* Exercise: For the material below, return exactly the lines starting at the one holding "In this exercise you will indicate the wood grain" and ending at the one holding "In this exercise you will indicate the red radish", counting both as part of the range.

* Dataset excerpts:

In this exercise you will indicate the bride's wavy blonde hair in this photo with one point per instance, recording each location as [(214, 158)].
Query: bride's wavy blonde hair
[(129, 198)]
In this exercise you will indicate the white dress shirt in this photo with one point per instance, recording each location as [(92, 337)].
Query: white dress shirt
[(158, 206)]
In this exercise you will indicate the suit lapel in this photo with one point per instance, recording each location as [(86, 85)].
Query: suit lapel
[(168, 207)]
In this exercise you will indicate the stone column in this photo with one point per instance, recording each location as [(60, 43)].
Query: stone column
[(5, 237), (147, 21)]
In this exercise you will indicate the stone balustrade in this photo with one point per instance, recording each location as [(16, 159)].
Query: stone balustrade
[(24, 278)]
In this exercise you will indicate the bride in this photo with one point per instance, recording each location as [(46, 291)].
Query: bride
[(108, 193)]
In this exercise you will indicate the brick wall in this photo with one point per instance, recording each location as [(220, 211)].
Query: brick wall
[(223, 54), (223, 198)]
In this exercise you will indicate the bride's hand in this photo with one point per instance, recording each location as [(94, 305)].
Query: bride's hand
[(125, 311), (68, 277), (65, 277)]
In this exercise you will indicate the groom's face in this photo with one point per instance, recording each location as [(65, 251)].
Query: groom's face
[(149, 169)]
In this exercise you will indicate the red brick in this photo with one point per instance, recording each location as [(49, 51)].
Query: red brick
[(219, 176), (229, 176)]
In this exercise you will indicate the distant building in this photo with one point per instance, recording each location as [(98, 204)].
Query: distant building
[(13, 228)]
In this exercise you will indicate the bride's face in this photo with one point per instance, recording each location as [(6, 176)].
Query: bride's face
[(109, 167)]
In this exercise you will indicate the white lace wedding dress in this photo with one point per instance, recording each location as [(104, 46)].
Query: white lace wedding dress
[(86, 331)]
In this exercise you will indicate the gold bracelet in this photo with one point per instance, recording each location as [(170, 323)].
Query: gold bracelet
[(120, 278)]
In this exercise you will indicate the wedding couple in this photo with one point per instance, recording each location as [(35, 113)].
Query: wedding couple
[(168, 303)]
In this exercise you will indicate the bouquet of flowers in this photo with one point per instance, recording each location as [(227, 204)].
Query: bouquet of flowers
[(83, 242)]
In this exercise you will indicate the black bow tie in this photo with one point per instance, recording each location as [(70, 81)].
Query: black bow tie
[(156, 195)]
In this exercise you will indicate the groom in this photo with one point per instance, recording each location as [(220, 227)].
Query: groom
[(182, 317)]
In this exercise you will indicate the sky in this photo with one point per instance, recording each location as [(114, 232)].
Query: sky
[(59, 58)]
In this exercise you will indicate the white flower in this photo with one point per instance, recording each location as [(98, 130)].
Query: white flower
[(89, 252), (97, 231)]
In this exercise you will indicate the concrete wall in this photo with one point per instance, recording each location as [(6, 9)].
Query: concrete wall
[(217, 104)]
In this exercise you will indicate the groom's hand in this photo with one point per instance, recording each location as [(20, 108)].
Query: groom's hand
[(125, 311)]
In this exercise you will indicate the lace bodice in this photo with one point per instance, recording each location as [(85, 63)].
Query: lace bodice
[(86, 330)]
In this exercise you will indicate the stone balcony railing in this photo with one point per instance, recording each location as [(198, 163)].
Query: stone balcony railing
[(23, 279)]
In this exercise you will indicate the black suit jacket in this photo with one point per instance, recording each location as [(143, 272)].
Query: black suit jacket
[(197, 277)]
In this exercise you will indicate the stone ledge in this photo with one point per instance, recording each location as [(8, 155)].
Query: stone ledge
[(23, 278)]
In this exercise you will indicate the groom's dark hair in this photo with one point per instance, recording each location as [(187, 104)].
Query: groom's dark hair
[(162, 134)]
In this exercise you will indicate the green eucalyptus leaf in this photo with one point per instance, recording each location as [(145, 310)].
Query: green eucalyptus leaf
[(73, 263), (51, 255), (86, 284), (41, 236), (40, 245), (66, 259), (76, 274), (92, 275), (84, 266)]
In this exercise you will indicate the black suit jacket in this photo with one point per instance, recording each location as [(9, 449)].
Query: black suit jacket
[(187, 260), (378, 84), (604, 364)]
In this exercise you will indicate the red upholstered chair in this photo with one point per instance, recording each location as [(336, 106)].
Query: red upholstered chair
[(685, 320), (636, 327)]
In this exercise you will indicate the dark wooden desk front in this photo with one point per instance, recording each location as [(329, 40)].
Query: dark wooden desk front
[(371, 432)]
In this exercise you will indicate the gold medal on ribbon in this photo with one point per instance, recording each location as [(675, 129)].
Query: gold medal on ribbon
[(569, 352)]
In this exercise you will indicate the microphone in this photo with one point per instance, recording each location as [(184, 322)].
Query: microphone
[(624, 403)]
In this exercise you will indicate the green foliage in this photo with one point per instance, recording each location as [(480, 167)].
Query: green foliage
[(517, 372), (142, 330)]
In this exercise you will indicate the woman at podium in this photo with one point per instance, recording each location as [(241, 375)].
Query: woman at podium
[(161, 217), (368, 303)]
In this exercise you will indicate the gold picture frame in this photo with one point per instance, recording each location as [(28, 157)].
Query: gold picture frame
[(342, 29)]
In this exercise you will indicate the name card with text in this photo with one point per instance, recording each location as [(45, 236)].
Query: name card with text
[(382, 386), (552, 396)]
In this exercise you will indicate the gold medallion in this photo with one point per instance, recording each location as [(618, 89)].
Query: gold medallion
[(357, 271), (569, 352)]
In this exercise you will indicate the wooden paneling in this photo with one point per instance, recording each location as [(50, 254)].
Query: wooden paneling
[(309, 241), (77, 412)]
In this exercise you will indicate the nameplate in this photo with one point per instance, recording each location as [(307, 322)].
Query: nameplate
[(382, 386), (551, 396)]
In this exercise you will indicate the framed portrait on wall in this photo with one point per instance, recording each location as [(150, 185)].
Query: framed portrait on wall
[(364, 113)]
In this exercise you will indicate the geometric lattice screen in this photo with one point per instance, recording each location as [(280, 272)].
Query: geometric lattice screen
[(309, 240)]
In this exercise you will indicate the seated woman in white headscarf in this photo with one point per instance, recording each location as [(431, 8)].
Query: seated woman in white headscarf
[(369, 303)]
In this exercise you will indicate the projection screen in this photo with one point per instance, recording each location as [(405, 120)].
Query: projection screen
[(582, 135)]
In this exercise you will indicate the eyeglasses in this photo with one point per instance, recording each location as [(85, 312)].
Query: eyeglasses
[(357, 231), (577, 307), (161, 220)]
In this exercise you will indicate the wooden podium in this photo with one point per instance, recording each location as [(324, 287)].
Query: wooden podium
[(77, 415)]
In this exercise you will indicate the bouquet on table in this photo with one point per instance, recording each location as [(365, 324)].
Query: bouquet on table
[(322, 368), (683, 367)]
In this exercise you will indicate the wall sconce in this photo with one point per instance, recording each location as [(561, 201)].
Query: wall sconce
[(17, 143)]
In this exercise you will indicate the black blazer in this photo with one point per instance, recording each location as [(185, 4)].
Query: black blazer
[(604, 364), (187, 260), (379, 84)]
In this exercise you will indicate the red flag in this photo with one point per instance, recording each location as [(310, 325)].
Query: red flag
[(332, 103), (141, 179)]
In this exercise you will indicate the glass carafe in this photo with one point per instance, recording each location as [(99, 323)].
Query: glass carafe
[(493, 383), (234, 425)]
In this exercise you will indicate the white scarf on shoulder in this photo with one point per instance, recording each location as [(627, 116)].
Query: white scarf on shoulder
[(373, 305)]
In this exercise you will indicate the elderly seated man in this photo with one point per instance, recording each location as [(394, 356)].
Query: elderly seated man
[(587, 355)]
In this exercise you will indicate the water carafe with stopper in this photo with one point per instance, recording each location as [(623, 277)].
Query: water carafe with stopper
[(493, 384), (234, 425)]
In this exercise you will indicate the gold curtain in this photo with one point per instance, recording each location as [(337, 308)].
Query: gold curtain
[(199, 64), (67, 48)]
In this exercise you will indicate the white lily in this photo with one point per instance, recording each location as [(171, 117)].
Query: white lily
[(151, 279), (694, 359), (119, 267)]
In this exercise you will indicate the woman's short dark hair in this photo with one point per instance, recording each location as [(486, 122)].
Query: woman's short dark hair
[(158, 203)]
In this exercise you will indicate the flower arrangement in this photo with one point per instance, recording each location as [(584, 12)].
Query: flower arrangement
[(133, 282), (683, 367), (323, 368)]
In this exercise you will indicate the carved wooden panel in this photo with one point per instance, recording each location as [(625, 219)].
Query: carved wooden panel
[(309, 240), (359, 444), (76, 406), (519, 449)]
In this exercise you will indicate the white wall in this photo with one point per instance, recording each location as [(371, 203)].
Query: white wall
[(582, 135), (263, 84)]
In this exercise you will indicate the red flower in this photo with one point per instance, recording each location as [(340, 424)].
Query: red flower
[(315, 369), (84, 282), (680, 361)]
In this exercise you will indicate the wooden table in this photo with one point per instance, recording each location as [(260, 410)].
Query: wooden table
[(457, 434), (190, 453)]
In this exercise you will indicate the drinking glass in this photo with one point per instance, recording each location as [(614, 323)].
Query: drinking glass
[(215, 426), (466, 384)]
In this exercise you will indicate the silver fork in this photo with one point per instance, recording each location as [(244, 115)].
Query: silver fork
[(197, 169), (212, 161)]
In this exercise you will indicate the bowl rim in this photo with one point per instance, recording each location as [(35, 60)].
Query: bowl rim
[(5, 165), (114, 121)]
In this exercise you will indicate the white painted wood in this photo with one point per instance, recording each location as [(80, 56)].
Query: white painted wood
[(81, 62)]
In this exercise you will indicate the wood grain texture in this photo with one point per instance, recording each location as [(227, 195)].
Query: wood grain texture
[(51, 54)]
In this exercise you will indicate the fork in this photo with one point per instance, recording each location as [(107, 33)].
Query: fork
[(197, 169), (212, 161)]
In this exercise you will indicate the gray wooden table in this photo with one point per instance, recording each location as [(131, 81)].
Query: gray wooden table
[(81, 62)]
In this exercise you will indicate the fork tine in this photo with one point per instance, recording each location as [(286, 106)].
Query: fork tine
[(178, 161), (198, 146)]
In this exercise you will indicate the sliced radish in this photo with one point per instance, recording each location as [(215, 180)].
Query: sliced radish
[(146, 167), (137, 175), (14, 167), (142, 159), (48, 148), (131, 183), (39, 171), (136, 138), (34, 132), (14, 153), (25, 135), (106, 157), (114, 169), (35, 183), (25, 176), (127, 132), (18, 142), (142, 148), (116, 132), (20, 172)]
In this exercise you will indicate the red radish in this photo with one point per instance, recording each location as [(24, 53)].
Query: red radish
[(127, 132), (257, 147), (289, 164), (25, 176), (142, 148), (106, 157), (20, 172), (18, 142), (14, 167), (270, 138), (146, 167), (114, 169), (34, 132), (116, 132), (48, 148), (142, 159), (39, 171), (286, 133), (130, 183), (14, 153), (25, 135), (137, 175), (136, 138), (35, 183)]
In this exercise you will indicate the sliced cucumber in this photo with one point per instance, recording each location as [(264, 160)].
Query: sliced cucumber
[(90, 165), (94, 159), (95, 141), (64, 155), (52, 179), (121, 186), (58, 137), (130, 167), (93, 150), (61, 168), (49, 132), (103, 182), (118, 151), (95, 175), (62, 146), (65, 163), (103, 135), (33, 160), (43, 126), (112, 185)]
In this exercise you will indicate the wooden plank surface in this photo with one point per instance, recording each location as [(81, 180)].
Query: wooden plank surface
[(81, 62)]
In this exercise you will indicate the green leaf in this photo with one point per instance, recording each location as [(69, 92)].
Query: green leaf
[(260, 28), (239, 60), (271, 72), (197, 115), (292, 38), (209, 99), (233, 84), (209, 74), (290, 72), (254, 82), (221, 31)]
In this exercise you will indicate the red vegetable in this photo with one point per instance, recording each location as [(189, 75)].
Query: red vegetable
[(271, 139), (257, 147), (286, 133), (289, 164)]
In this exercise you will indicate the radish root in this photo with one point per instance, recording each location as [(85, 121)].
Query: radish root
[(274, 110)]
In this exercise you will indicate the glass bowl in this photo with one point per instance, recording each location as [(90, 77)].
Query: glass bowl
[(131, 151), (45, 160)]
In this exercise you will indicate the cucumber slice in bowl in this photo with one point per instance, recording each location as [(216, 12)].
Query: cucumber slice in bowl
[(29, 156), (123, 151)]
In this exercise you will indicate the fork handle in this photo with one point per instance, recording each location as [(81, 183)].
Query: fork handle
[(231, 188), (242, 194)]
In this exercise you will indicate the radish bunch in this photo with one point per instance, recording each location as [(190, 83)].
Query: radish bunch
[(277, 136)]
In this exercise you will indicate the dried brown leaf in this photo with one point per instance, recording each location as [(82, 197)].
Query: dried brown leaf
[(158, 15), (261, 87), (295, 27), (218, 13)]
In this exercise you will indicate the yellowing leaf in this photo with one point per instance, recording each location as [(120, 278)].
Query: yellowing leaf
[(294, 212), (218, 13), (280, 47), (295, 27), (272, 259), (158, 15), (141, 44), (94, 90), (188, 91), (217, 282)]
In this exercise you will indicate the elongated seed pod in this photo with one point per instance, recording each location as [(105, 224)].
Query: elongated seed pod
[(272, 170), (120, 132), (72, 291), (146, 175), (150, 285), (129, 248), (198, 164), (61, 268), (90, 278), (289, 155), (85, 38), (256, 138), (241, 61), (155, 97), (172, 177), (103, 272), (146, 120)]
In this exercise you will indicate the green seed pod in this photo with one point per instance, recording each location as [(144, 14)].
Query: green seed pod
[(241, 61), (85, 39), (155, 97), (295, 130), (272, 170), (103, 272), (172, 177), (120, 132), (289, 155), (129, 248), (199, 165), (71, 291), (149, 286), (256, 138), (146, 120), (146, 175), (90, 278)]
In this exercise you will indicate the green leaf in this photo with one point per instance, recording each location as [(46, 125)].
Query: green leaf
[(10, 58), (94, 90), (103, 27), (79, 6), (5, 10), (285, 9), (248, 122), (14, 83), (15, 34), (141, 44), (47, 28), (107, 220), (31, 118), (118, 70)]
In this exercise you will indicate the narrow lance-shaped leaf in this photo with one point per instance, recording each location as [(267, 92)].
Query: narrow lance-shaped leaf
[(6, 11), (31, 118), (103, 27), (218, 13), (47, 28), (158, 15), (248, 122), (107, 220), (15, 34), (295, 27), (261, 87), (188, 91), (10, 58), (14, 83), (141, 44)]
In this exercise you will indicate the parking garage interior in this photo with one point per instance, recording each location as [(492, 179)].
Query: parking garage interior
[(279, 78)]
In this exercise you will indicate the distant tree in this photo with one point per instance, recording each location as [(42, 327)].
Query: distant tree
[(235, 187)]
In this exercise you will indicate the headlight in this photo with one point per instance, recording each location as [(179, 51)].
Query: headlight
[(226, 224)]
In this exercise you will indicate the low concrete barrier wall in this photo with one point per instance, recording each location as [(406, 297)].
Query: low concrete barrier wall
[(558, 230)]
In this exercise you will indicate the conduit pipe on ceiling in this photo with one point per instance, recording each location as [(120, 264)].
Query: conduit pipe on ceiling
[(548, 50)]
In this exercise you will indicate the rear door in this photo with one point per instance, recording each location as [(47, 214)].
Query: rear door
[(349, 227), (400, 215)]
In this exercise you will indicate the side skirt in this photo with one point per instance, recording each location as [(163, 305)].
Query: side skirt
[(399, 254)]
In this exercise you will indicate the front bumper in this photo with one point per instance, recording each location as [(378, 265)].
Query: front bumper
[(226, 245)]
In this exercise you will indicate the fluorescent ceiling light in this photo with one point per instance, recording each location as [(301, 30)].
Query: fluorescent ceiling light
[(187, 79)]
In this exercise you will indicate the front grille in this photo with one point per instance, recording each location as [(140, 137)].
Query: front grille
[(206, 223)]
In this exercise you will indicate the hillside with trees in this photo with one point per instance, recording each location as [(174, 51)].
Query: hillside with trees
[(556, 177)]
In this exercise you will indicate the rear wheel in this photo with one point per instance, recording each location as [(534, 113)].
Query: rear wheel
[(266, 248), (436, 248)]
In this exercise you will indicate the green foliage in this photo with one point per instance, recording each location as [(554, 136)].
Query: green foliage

* Problem solution:
In this exercise you will indicate the wood grain texture in this photo with one point per instance, recording each location as [(227, 195)].
Query: wood grain texture
[(51, 54)]
In this exercise you will indicate the fork in this photo with one point per instance, recording each location as [(107, 33)].
Query: fork
[(197, 169), (212, 161)]
In this exercise you will indicate the gray wooden table in this photo with one point per instance, recording each location as [(131, 81)].
Query: gray wooden table
[(81, 62)]
In this exercise you will indicate the fork tine in this photo with one point per instance, recording each location as [(286, 106)].
Query: fork tine
[(178, 161), (198, 146)]
In this exercise you will indicate the sliced radish in this photo with one point per instance, recording each location as [(215, 180)].
Query: sliced radish
[(146, 167), (137, 175), (14, 167), (142, 159), (48, 148), (131, 183), (39, 171), (136, 138), (34, 132), (14, 153), (25, 135), (106, 157), (114, 169), (35, 183), (25, 176), (127, 132), (18, 142), (142, 148), (116, 132), (20, 172)]
In this exercise you will indicate the red radish in this photo with one point per instance, recording each location as [(24, 53)].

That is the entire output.